Intervention de Pascal Bois

Réunion du mercredi 14 avril 2021 à 15h00
Commission des affaires culturelles et de l'éducation

Photo issue du site de l'Assemblée nationale ou de WikipediaPascal Bois :

Il n'est jamais aisé de faire part de désaccords à une personne avec laquelle on entretient des relations cordiales. S'agissant de ce texte, force est de constater, avec regret, qu'ils sont multiples.

Cette proposition de loi prévoit la création d'un domaine public commun qui, à la mort de l'artiste, ponctionne 50 % des droits patrimoniaux aux ayants droit pour financer la protection sociale et la création, ainsi que l'extension du régime des intermittents du spectacle. Si l'intention – améliorer la condition précaire des artistes-auteurs – est tout à fait louable, à en juger par les réactions de la filière, le texte pourrait s'avérer juridiquement non sûr, voire contre-productif.
=-=-=-=-=
Objectif de la tâche:
D'après l'extrait, quelle part des droits patrimoniaux le domaine public commun prélèverait-il aux ayants droit à la mort de l'artiste ? Les lignes constituent un matériau distinct de l'extrait.
=-=-=-=-=
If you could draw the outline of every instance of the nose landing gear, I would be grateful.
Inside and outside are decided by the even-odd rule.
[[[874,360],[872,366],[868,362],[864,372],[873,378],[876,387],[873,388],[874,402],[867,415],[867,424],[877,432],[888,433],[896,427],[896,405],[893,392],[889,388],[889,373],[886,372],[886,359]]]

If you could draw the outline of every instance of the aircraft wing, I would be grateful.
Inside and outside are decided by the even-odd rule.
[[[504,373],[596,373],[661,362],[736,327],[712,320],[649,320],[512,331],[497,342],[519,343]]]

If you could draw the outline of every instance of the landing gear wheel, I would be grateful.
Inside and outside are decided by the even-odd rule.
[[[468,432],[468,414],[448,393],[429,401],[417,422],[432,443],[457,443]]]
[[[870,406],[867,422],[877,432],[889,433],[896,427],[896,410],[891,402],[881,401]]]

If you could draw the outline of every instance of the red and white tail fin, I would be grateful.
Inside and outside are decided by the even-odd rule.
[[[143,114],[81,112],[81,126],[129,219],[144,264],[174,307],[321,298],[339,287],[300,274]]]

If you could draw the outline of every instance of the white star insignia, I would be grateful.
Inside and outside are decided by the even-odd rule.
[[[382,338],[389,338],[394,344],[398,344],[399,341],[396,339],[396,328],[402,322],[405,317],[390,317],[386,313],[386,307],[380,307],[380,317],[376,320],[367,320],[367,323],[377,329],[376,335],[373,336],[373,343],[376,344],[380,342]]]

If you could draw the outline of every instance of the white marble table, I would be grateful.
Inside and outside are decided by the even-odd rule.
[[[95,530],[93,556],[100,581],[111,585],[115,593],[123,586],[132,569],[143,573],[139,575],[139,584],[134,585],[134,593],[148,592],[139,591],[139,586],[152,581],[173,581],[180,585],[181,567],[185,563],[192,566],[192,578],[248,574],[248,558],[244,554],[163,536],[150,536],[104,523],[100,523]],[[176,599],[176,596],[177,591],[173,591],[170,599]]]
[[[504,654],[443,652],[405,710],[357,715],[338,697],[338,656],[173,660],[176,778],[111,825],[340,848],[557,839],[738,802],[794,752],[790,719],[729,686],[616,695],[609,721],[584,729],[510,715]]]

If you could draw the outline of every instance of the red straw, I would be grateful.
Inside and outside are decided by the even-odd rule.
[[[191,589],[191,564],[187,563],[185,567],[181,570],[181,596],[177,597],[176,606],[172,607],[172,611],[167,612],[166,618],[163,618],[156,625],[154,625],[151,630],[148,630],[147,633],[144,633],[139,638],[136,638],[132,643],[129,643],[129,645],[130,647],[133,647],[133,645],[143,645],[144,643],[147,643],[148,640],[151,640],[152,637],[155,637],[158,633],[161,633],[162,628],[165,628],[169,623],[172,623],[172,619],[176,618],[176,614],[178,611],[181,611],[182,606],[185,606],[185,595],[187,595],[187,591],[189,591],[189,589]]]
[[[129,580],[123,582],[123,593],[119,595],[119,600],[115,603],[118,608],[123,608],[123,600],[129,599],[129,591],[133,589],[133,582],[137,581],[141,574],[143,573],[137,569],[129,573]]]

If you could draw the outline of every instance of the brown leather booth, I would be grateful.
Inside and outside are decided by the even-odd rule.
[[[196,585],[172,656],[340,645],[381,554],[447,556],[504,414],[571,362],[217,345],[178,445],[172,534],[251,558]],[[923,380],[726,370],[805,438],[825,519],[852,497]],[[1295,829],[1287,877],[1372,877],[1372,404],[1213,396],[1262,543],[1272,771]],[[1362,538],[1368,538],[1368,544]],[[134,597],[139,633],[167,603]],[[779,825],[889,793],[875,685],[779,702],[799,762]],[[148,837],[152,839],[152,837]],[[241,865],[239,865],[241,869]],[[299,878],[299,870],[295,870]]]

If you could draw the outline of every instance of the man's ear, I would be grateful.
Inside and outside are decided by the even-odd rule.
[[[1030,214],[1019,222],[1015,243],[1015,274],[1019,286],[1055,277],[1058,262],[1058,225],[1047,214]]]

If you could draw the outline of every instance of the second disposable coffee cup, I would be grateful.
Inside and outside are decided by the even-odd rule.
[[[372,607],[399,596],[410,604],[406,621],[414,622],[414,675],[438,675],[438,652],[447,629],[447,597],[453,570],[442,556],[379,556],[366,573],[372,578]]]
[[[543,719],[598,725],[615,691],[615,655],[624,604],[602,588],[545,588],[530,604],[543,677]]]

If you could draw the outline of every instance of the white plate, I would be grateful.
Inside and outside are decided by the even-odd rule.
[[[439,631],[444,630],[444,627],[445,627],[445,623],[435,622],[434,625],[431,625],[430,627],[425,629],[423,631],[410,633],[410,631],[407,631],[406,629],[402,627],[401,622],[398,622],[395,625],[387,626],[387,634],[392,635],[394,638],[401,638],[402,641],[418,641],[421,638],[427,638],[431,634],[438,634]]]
=-=-=-=-=
Résultat attendu:
50 % des droits patrimoniaux.